→ **To be done**
Rewrite every line of the material from the line with "Objective — a point for each instance of the green blurred" up to and including the last line of the material, requests included, scaling each coordinate in the answers by 2.6 and rounding to whole numbers with halves going up. Keep any numbers in the requests and their format samples unchanged.

→ **Data for this exercise**
========================
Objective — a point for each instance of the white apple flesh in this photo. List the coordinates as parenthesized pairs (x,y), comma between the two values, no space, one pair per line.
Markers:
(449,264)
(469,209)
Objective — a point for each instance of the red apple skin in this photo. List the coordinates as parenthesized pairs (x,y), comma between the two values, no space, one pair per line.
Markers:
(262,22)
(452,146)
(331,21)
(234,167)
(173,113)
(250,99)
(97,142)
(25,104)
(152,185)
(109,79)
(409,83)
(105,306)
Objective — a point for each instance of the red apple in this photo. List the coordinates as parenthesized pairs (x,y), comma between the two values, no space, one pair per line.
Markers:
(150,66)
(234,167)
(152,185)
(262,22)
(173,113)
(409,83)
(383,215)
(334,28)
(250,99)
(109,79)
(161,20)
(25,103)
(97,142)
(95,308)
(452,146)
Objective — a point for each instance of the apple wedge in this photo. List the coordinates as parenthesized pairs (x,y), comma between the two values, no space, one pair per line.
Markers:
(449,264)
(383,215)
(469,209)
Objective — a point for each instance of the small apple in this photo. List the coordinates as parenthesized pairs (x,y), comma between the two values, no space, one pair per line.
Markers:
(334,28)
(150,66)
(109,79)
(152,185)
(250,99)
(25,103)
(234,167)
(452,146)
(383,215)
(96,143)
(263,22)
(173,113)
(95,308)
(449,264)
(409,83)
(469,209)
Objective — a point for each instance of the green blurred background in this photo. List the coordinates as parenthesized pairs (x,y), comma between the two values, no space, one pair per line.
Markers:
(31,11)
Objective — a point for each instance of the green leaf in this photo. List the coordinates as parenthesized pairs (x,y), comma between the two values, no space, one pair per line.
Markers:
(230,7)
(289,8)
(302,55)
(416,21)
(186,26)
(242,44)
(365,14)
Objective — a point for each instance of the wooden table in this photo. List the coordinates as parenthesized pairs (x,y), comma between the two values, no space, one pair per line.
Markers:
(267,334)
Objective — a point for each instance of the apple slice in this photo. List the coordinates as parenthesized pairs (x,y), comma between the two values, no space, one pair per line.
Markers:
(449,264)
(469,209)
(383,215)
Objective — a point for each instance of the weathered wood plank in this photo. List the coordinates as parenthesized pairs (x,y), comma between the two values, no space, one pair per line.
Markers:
========================
→ **The output**
Objective — a point for each instance of the green blurred background in this photo. List the coordinates as parenthesized pairs (x,y), comma between the two values, no space, one pair per line.
Markers:
(81,29)
Objective — a point for each instance of the green leaf in this photo. List the coordinates as parenthesized pairs (x,y), comma between the two values, no space, one pair per line.
Markers:
(598,18)
(751,21)
(785,143)
(1082,55)
(484,68)
(629,114)
(949,36)
Objective — a point for each instance of the wooden table in this photo. List the coordinates as parenthesized pairs (x,y), comma between the two values, no space, one pair per line.
Markers:
(694,868)
Objective — a point for each instance of the apple slice in this photo. List the coordinates as parenthesized pairs (x,y), comma between the two values, no space, one pair per line.
Markers:
(1167,686)
(1219,543)
(996,559)
Objective — a point for each instance of the weathered wood plank in this photo. List the coordinates as parenthesized pairs (x,y), comma between the two values, no space, one pair per line.
Markers:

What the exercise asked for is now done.